◆ **SUPPLIED PASSAGE**
■ ■ ■ ■

This phrase is used in general to consider the embodiment of the philosophical question as to how power can be held to account. It is sometimes incorrectly attributed as a direct quotation from Plato's Republic in both popular media and academic contexts. There is no exact parallel in the Republic, but it is used by modern authors to express Socrates' concerns about the guardians, whose solution is to properly train their souls.

Several 19th-century examples of the association with Plato can be found, often dropping "ipsos". John Stuart Mill quotes it thus in Considerations on Representative Government (1861), though without reference to Plato. Plato's Republic though was hardly ever referenced by classical Latin authors like Juvenal, and it has been noted that it simply disappeared from literary awareness for a thousand years except for traces in the writings of Cicero and St. Augustine. In the Republic, a putatively perfect society is described by Socrates, the main character in this Socratic dialogue.

■ ■ ■ ■

◆ **TASKS FOR THIS EXERCISE**
1) Print, word for word, the part of the passage on Plato's Republic that opens with the words containing "This phrase is" and closes with "train their souls.".
2) In the rows below, take only the lines from the one containing "Task: the pointer indicates each instance of the aircraft tail" through the one containing "[[206, 497]]", inclusive, and turn them into a JSON list of strings with one string per line and blank lines omitted.

◆ **Source records**
■ ■ ■ ■

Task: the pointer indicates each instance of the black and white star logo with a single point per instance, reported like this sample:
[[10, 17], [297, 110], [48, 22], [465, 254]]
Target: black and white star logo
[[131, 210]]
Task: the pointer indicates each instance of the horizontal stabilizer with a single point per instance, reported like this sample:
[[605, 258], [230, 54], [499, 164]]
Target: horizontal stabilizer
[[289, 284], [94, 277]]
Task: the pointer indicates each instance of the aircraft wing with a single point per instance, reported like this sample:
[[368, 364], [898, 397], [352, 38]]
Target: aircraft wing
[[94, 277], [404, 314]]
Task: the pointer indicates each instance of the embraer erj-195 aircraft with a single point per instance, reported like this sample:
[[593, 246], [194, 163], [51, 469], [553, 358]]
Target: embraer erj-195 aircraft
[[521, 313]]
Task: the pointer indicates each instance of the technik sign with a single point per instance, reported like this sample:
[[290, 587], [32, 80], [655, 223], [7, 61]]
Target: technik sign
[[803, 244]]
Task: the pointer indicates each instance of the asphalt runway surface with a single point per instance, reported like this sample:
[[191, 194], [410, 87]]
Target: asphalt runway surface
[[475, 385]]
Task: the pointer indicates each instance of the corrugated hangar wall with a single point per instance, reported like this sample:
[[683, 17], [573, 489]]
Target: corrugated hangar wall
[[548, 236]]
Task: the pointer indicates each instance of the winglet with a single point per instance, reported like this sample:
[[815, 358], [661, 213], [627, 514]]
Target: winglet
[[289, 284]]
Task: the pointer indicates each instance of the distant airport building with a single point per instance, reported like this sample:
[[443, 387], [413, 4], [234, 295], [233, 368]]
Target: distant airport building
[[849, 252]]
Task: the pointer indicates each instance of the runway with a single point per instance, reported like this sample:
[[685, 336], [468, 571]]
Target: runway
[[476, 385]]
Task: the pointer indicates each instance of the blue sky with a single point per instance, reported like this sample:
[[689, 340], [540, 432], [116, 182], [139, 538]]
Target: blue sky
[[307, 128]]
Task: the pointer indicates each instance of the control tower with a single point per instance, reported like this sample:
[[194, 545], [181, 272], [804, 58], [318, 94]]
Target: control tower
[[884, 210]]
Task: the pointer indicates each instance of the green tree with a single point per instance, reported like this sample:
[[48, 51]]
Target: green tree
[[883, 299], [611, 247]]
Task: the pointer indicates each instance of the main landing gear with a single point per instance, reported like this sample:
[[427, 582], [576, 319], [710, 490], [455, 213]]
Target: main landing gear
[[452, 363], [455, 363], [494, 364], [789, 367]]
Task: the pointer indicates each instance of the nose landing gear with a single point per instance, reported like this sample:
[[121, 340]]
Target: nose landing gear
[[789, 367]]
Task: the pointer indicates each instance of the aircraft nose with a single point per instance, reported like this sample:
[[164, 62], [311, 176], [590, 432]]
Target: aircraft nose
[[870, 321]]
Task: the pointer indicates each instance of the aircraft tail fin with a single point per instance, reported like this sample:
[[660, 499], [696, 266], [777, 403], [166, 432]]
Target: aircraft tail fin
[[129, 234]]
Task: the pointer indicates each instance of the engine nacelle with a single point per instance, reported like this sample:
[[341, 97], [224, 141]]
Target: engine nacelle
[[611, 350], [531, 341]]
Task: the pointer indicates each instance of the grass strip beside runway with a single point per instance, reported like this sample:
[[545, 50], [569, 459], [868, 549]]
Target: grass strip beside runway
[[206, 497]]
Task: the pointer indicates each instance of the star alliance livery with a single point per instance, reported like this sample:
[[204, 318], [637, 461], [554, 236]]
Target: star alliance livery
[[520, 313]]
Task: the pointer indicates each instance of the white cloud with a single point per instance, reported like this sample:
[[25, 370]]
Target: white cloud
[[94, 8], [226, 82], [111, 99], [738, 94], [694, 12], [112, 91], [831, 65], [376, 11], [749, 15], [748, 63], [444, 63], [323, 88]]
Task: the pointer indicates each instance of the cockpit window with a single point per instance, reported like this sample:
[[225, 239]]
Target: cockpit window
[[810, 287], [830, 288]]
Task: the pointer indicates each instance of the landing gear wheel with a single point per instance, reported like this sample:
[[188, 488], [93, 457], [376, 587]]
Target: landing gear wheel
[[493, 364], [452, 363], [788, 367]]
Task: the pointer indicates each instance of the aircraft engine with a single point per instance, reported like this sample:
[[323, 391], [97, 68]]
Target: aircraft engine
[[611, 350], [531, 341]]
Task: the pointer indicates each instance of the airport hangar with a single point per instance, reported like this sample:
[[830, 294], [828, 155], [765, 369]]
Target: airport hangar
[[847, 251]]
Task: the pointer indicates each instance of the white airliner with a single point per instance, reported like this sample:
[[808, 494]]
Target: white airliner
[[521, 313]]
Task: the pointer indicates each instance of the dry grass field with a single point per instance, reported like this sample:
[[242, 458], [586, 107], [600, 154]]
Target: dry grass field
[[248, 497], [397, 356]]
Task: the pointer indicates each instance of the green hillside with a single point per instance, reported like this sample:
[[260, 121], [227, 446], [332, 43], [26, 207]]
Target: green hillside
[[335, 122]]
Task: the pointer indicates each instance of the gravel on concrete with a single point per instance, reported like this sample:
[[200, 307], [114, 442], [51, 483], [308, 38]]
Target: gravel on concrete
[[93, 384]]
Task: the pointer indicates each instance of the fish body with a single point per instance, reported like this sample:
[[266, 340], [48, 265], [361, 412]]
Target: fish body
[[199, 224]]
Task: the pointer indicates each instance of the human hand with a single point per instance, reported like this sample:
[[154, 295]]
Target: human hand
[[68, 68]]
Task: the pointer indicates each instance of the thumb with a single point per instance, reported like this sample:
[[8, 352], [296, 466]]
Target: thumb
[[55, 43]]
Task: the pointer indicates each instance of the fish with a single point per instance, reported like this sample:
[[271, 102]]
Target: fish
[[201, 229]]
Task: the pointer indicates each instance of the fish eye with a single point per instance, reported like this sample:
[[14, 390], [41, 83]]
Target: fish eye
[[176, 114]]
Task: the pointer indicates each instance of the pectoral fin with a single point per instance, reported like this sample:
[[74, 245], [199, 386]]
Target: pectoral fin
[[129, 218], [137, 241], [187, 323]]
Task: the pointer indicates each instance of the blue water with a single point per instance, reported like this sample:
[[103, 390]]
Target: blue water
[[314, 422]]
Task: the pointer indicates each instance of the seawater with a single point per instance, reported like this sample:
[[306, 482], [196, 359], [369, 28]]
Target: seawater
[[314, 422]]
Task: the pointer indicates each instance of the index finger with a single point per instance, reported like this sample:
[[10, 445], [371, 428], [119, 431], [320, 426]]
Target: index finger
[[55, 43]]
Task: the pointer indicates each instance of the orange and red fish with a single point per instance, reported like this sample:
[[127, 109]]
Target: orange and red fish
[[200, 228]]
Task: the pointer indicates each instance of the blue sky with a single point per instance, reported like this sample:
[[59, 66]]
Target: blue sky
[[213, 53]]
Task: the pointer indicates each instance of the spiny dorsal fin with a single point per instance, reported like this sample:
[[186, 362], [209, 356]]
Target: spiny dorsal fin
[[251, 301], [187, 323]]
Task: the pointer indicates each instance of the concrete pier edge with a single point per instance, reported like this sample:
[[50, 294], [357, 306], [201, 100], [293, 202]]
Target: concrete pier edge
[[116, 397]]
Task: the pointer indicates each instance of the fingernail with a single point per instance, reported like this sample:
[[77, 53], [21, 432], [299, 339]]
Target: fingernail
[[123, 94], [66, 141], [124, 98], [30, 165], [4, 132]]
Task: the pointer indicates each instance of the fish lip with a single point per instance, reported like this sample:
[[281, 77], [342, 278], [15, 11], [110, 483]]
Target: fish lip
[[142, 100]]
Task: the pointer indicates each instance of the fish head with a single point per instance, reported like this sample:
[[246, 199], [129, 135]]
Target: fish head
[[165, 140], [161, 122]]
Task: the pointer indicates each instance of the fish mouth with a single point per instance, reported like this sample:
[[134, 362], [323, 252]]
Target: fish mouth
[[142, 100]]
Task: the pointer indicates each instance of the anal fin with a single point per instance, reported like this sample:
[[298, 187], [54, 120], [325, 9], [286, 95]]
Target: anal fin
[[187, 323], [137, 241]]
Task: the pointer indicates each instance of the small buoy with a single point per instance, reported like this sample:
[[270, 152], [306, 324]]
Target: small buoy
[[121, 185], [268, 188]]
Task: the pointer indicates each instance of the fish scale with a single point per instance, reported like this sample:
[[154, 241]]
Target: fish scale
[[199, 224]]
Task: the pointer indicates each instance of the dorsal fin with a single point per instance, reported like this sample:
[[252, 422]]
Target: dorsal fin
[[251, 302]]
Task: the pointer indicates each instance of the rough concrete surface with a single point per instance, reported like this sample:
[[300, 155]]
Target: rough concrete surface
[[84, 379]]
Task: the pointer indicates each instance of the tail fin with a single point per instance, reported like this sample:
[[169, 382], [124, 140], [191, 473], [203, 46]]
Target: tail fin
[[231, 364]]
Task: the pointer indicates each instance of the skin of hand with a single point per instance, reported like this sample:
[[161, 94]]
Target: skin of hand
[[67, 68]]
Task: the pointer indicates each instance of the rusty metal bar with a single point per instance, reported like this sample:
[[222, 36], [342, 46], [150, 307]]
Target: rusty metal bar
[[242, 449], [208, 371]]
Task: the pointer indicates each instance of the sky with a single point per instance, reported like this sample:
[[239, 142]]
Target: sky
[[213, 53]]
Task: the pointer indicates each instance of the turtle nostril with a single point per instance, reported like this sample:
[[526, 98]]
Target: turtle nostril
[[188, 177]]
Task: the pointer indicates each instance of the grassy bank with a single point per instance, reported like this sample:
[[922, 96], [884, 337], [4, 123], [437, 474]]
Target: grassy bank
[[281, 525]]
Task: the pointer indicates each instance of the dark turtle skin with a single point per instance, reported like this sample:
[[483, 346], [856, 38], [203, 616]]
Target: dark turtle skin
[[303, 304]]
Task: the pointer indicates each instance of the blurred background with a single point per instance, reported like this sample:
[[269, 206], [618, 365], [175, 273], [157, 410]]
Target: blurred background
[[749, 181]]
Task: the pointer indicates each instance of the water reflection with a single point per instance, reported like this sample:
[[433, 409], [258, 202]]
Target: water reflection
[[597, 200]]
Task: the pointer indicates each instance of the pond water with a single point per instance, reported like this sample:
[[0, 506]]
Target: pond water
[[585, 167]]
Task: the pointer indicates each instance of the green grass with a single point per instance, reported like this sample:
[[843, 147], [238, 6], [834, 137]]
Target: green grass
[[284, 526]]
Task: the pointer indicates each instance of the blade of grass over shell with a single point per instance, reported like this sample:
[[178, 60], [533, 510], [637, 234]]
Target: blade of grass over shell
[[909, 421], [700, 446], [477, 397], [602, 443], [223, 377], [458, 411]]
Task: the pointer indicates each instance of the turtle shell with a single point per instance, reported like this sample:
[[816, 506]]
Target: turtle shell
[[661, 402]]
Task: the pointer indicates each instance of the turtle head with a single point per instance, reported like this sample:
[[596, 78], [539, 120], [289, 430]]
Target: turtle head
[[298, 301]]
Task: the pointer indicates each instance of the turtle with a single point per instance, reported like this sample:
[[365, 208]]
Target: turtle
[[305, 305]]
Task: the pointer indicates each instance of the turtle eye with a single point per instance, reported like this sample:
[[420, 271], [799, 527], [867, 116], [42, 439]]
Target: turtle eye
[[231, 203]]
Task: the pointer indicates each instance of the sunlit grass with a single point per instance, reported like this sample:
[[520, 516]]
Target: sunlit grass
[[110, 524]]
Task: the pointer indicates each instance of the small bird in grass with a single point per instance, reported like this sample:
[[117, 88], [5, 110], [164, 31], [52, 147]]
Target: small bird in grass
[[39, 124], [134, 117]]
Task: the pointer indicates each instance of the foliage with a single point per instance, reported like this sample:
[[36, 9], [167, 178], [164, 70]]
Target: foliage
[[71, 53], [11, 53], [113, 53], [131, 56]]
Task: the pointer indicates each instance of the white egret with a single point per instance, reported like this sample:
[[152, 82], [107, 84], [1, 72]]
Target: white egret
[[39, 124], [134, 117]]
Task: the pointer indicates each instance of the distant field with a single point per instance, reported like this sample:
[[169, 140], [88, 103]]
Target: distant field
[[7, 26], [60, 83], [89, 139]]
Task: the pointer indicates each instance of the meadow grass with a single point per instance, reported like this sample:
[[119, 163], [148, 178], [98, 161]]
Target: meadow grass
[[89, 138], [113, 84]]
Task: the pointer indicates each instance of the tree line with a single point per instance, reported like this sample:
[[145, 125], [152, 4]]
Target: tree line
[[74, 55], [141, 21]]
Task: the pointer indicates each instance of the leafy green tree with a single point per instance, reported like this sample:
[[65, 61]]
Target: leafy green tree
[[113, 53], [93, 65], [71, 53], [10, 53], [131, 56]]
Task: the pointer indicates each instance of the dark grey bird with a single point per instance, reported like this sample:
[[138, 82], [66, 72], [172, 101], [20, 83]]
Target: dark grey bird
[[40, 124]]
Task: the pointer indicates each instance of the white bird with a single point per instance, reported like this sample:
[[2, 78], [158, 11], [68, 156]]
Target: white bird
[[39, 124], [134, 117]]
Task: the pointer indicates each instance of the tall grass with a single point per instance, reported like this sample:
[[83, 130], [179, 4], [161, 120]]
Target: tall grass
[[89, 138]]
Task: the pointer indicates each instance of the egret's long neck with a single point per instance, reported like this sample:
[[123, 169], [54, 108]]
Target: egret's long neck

■ ■ ■ ■

◆ **RESULTS FOR THE EXERCISE**
1)
This phrase is used in general to consider the embodiment of the philosophical question as to how power can be held to account. It is sometimes incorrectly attributed as a direct quotation from Plato's Republic in both popular media and academic contexts. There is no exact parallel in the Republic, but it is used by modern authors to express Socrates' concerns about the guardians, whose solution is to properly train their souls.

2)
[
  "Task: the pointer indicates each instance of the aircraft tail fin with a single point per instance, reported like this sample:",
  "[[660, 499], [696, 266], [777, 403], [166, 432]]",
  "Target: aircraft tail fin",
  "[[129, 234]]",
  "Task: the pointer indicates each instance of the engine nacelle with a single point per instance, reported like this sample:",
  "[[341, 97], [224, 141]]",
  "Target: engine nacelle",
  "[[611, 350], [531, 341]]",
  "Task: the pointer indicates each instance of the grass strip beside runway with a single point per instance, reported like this sample:",
  "[[545, 50], [569, 459], [868, 549]]",
  "Target: grass strip beside runway",
  "[[206, 497]]"
]